• The exercise
Emit only the lines from the line containing "Q: For the bird in" through the last line of the entries, unchanged.

• The input
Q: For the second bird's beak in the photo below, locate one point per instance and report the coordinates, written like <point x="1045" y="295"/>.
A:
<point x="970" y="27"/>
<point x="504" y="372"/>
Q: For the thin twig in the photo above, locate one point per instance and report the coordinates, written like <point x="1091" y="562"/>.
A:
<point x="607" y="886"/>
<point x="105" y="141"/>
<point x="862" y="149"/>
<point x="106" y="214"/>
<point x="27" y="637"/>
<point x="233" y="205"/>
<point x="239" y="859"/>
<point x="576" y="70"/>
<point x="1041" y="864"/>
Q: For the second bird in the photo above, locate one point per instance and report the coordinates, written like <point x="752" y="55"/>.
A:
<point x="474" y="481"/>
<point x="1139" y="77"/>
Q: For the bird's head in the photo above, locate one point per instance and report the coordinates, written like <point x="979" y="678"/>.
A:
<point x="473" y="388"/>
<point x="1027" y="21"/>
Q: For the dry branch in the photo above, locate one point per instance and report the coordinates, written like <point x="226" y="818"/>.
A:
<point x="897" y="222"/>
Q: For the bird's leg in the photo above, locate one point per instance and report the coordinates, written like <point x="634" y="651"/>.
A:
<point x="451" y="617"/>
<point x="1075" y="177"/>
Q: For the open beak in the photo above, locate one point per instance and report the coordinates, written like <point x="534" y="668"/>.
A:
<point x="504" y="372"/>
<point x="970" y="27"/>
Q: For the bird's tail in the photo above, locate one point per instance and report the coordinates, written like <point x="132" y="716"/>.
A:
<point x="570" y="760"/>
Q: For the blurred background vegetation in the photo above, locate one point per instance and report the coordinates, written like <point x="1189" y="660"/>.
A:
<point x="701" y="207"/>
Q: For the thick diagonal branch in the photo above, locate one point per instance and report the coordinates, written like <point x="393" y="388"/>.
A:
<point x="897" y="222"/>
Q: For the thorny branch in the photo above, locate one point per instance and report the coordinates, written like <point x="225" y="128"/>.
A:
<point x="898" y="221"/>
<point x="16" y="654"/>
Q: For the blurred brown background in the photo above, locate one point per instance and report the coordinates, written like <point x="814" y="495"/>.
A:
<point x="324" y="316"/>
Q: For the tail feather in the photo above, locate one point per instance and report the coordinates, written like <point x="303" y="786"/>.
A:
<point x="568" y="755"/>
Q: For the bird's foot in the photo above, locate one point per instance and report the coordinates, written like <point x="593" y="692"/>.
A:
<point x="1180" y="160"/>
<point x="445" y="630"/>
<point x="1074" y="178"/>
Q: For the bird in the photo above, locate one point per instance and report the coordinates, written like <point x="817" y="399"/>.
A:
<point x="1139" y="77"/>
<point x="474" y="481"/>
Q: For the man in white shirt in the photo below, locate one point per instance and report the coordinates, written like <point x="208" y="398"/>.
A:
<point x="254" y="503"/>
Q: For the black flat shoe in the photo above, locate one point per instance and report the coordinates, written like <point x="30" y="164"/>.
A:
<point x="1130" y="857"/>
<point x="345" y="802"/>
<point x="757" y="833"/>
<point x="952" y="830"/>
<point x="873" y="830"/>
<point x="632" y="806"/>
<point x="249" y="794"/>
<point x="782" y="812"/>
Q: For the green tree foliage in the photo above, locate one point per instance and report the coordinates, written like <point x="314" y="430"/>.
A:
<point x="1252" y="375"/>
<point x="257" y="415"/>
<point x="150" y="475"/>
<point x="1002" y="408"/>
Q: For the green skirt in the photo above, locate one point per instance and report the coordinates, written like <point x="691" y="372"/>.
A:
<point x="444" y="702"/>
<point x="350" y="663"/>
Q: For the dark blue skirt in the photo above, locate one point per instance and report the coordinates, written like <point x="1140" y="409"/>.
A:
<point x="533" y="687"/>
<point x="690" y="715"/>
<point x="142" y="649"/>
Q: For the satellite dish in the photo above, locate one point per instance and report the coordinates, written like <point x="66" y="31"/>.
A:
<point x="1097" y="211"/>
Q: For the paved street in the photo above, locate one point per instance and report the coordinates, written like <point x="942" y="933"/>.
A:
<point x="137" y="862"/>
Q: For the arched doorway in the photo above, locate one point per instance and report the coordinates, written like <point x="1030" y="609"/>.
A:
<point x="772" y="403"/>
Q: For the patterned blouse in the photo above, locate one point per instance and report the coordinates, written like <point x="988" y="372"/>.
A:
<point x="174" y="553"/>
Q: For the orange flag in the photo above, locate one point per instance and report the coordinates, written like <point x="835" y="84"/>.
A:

• Expected output
Q: For the bird in the photo above, locate one point per instance and report the coordinates, written like <point x="817" y="399"/>.
A:
<point x="1139" y="77"/>
<point x="474" y="481"/>
Q: For the man in white shirt in the photo below, locate one point per instance and report the coordinates, written like <point x="208" y="398"/>.
A:
<point x="254" y="503"/>
Q: For the black flat shoe in the photo above, locate one point per instance and report the coordinates, written like <point x="30" y="164"/>.
A:
<point x="1130" y="857"/>
<point x="345" y="802"/>
<point x="757" y="833"/>
<point x="952" y="830"/>
<point x="873" y="830"/>
<point x="632" y="806"/>
<point x="249" y="794"/>
<point x="782" y="812"/>
Q: For the green tree foliage in the photo above, locate one point per instance and report the coordinates, written like <point x="314" y="430"/>.
A:
<point x="1252" y="375"/>
<point x="257" y="415"/>
<point x="150" y="475"/>
<point x="1002" y="408"/>
Q: For the green skirt in the photo above, locate one point per instance and report the coordinates, written like <point x="691" y="372"/>.
A:
<point x="444" y="702"/>
<point x="350" y="663"/>
Q: For the dark blue skirt in the photo above, locate one point per instance and report the coordinates, written like <point x="1140" y="409"/>.
A:
<point x="533" y="687"/>
<point x="690" y="715"/>
<point x="142" y="649"/>
Q: For the satellite dish in the photo above, locate one point per instance and report the coordinates, written like <point x="66" y="31"/>.
A:
<point x="1097" y="211"/>
Q: For the paved street in the photo above, locate one point per instance and report the coordinates, written like <point x="942" y="933"/>.
A:
<point x="137" y="862"/>
Q: For the arched doorway in the photo above, locate one point per instance and report the coordinates, written like <point x="1030" y="609"/>.
A:
<point x="772" y="403"/>
Q: For the patterned blouse in the photo above, locate one point per instance and report the coordinates, written like <point x="988" y="372"/>.
A:
<point x="174" y="553"/>
Q: For the orange flag in the photo above, locate one point per instance and report the coordinates, written like <point x="835" y="84"/>.
A:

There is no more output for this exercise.